* [Directions]: Counting only the lines below that contain the word "green", what is the total? Give it with no other words.
________________
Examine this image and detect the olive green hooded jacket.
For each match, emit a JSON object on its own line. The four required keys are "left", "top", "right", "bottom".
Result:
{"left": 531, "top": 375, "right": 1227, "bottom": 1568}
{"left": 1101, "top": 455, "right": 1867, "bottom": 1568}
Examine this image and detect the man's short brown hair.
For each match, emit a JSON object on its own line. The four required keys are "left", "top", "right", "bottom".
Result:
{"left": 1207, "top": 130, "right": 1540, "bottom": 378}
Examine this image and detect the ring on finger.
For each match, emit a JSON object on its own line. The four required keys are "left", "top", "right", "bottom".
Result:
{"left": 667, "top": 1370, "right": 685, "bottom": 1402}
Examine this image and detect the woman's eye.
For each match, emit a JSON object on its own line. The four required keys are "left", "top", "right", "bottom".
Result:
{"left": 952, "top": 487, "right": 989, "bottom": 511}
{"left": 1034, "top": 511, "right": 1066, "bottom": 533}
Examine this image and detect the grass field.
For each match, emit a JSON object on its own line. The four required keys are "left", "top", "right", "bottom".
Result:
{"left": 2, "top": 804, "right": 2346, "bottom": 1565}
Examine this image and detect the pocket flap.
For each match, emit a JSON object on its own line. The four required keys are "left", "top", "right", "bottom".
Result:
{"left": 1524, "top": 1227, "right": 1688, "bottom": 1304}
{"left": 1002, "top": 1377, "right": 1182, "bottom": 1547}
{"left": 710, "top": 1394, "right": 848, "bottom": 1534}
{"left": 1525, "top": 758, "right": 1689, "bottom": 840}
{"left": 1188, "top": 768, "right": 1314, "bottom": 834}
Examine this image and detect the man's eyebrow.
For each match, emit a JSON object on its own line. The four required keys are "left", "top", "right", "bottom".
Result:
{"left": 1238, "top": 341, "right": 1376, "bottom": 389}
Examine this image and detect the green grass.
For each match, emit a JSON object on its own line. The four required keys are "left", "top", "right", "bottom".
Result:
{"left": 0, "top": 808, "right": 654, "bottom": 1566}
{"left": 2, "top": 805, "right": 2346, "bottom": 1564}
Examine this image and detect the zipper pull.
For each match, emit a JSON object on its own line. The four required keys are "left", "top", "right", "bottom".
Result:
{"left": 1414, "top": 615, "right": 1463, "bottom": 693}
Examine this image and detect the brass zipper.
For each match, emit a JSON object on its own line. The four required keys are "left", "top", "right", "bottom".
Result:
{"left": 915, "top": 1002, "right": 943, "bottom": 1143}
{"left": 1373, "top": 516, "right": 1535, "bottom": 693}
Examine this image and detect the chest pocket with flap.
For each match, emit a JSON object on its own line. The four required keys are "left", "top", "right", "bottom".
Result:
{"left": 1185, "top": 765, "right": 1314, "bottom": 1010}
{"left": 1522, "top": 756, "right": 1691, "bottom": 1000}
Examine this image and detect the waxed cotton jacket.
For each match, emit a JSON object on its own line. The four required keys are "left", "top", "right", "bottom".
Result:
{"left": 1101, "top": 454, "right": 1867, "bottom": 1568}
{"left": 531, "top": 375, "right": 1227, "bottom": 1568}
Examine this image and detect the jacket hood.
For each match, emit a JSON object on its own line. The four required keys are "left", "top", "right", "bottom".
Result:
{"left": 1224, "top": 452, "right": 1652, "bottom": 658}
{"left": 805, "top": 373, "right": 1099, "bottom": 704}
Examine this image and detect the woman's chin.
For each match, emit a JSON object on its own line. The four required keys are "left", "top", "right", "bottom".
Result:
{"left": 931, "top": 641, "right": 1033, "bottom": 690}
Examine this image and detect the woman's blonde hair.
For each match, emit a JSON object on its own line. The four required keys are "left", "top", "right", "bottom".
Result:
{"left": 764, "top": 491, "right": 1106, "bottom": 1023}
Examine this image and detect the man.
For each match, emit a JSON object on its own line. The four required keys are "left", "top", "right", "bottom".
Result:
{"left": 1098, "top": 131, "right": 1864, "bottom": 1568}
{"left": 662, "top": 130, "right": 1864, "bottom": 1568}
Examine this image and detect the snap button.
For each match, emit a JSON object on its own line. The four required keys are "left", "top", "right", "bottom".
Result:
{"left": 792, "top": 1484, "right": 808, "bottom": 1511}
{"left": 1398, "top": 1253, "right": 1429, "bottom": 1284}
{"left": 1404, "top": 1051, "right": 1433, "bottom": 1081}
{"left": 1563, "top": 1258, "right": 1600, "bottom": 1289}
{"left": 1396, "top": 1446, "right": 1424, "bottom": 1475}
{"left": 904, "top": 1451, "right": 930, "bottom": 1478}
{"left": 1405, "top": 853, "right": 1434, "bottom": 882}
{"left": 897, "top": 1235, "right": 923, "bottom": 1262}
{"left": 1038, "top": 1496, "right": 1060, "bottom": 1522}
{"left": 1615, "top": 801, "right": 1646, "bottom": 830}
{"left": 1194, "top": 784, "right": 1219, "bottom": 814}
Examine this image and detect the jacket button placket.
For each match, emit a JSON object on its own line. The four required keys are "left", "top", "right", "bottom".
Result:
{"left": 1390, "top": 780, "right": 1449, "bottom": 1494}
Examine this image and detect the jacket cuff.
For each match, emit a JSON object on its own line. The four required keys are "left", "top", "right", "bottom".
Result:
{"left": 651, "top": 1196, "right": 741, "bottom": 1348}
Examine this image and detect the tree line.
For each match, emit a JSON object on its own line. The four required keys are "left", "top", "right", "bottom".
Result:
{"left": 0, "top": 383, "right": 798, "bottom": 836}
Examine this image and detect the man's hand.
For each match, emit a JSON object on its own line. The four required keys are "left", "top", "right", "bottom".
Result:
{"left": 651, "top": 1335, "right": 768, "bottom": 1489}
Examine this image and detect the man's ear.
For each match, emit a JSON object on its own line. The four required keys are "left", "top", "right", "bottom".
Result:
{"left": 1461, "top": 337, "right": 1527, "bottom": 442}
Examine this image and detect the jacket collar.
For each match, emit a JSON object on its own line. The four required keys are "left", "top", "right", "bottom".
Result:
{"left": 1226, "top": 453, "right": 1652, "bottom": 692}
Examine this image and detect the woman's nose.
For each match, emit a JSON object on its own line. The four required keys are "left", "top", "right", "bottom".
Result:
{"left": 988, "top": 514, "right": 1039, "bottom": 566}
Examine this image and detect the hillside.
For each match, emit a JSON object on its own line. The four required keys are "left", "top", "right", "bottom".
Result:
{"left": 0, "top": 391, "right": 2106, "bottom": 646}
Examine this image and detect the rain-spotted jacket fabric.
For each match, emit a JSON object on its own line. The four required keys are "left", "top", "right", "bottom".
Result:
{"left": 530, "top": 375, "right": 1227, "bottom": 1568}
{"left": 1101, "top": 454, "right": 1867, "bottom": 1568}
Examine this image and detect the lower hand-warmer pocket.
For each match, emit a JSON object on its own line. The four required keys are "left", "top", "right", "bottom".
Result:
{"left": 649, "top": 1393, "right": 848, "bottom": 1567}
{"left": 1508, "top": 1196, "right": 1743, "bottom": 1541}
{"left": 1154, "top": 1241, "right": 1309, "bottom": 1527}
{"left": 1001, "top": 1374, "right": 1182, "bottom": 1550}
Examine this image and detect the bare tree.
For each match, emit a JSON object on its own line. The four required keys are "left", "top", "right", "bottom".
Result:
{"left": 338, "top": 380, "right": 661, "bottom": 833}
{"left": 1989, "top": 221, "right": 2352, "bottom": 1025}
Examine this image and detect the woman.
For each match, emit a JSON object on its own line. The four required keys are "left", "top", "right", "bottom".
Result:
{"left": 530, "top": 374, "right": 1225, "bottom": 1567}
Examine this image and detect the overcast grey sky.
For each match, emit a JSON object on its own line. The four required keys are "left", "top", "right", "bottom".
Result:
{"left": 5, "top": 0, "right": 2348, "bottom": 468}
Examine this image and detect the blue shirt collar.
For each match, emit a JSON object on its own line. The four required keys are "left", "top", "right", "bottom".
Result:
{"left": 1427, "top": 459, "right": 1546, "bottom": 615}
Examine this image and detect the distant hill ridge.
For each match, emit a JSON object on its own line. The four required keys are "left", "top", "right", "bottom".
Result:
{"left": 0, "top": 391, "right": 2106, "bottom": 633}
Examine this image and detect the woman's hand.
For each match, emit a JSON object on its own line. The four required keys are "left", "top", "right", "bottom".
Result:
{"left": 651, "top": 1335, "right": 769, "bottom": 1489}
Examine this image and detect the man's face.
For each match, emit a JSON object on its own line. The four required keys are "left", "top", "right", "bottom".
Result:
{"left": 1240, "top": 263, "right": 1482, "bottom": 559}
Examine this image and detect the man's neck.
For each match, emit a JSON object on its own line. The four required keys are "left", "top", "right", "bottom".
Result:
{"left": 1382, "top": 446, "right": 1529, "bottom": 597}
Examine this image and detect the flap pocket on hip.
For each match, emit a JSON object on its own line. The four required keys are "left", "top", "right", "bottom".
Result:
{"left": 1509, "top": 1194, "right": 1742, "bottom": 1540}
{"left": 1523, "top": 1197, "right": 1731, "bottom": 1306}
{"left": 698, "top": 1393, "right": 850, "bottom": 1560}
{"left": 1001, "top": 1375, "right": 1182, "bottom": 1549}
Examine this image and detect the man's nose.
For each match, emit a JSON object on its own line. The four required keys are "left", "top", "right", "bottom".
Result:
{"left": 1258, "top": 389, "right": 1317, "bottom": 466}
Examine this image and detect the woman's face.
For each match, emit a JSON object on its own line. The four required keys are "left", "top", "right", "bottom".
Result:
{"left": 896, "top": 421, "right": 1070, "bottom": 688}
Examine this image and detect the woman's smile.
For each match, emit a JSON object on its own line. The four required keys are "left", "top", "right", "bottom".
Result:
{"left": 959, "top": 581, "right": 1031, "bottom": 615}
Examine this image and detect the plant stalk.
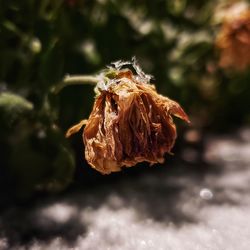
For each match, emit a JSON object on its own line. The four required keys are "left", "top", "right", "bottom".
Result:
{"left": 52, "top": 75, "right": 99, "bottom": 94}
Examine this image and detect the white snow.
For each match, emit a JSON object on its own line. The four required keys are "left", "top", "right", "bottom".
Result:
{"left": 1, "top": 128, "right": 250, "bottom": 250}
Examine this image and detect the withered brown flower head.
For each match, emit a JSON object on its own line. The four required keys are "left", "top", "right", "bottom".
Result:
{"left": 66, "top": 58, "right": 189, "bottom": 174}
{"left": 216, "top": 9, "right": 250, "bottom": 71}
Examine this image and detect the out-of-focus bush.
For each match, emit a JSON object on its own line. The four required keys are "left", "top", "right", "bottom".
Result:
{"left": 0, "top": 0, "right": 250, "bottom": 198}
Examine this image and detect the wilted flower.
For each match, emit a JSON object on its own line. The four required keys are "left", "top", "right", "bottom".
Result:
{"left": 66, "top": 59, "right": 189, "bottom": 174}
{"left": 216, "top": 9, "right": 250, "bottom": 71}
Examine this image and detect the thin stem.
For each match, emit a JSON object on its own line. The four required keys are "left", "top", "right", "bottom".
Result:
{"left": 52, "top": 75, "right": 99, "bottom": 94}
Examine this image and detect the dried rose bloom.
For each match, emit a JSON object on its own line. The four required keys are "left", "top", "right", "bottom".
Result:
{"left": 66, "top": 59, "right": 189, "bottom": 174}
{"left": 216, "top": 9, "right": 250, "bottom": 71}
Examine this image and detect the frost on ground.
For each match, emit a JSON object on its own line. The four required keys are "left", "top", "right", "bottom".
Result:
{"left": 1, "top": 128, "right": 250, "bottom": 250}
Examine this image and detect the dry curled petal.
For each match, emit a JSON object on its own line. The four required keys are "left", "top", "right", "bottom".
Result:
{"left": 66, "top": 61, "right": 189, "bottom": 174}
{"left": 216, "top": 9, "right": 250, "bottom": 71}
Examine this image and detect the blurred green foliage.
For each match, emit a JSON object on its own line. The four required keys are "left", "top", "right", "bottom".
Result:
{"left": 0, "top": 0, "right": 250, "bottom": 197}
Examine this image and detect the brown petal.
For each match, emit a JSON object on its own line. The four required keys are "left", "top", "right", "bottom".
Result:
{"left": 65, "top": 119, "right": 87, "bottom": 138}
{"left": 66, "top": 66, "right": 189, "bottom": 174}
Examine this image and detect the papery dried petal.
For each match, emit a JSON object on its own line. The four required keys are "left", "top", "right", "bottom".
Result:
{"left": 66, "top": 65, "right": 189, "bottom": 174}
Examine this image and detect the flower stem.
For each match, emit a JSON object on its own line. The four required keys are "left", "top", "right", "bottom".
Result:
{"left": 52, "top": 75, "right": 99, "bottom": 94}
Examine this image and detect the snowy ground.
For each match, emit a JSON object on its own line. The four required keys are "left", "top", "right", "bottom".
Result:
{"left": 0, "top": 128, "right": 250, "bottom": 250}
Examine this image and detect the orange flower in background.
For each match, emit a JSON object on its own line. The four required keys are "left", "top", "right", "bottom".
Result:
{"left": 216, "top": 9, "right": 250, "bottom": 71}
{"left": 66, "top": 59, "right": 189, "bottom": 174}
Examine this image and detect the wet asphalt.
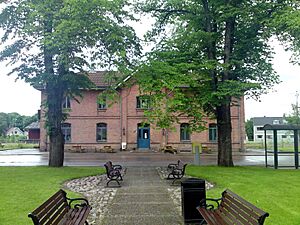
________________
* [Result of this exercise]: 3